*Provided information*:

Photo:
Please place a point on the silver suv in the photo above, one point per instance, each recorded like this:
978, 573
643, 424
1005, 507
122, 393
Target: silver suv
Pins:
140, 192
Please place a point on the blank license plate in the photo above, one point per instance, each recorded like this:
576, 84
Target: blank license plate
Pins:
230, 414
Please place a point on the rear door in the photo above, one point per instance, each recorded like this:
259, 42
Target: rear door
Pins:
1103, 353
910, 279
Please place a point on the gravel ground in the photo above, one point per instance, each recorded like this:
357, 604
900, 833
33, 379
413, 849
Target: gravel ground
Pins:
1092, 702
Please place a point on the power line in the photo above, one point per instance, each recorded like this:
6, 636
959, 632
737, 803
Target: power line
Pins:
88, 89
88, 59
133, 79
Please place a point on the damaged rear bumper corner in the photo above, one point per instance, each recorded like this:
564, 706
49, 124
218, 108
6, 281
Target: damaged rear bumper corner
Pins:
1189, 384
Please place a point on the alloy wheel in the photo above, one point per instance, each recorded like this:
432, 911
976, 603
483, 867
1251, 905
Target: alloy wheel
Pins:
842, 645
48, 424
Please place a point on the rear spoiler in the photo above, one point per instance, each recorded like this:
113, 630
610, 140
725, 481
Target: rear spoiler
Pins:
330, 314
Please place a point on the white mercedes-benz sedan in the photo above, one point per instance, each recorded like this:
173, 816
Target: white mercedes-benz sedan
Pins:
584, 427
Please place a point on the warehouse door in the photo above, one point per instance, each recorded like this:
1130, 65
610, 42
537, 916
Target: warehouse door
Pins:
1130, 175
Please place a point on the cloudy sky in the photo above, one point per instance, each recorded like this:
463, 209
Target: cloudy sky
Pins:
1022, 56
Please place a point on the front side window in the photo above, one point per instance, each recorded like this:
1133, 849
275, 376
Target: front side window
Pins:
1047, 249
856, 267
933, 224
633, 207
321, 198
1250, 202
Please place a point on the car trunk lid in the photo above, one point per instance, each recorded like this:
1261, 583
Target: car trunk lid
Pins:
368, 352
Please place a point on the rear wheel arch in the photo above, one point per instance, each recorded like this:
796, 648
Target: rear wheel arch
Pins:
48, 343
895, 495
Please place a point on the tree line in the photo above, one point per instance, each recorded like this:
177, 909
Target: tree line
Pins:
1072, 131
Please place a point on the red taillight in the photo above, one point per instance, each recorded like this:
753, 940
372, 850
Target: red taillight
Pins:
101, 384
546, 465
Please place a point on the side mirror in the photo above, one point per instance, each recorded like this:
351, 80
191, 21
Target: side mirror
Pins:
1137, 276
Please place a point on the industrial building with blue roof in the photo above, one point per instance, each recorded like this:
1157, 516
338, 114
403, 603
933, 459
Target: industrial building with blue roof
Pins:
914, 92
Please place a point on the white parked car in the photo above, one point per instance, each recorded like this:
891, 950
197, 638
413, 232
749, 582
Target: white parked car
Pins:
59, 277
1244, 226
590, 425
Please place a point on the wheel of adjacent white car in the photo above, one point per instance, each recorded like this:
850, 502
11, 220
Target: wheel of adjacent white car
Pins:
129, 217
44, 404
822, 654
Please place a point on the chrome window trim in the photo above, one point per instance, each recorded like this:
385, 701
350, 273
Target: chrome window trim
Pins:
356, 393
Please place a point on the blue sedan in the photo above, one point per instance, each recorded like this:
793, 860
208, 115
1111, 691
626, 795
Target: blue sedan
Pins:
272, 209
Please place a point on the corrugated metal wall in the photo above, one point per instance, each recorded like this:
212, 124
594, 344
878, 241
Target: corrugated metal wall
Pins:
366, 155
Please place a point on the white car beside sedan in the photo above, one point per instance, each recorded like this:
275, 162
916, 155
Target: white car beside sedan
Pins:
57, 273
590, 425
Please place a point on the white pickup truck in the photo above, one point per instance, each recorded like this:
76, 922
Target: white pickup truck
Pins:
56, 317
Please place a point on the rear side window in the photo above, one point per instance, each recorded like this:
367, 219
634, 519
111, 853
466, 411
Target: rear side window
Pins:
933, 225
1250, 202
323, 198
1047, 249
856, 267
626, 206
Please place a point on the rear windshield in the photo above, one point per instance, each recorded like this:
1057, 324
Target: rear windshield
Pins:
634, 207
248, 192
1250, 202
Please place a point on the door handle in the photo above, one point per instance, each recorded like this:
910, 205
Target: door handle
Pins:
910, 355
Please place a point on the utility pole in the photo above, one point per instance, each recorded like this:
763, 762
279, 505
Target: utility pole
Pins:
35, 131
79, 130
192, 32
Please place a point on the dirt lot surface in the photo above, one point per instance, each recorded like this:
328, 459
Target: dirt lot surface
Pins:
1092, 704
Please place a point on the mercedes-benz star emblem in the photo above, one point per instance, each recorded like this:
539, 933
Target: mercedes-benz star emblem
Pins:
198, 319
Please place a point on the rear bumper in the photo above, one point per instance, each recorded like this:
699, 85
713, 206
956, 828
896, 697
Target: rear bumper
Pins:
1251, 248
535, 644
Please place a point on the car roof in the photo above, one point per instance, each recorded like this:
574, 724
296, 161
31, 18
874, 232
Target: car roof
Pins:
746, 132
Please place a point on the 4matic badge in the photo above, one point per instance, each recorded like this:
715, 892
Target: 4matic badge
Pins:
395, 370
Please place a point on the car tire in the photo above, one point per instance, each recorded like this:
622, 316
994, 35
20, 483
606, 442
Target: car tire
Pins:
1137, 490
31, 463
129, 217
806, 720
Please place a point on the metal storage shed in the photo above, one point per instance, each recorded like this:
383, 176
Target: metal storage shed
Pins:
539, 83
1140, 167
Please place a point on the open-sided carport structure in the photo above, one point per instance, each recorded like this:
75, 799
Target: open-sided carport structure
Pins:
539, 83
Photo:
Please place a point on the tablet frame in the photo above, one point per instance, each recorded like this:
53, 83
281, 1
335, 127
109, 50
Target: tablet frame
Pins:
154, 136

*Objective*: Put the lines of the items into a Markdown table with two columns, Row and Item line, starting with the line that contains "Please place a point on the open-sided" and going through the last line of the items, skipping blank lines. Number each row in the Row column and place the line itself in the Item line column.

*Exercise answer*:
| Row | Item line |
|---|---|
| 1 | Please place a point on the open-sided carport structure in the photo above, one point per instance, each recorded like this: |
| 2 | 75, 799 |
| 3 | Target: open-sided carport structure |
| 4 | Pins: |
| 5 | 539, 83 |
| 6 | Photo: |
| 7 | Please place a point on the tablet frame in the photo above, one point per instance, each recorded like this: |
| 8 | 53, 83 |
| 9 | 281, 1 |
| 10 | 335, 127 |
| 11 | 109, 50 |
| 12 | Target: tablet frame |
| 13 | Pins: |
| 14 | 154, 136 |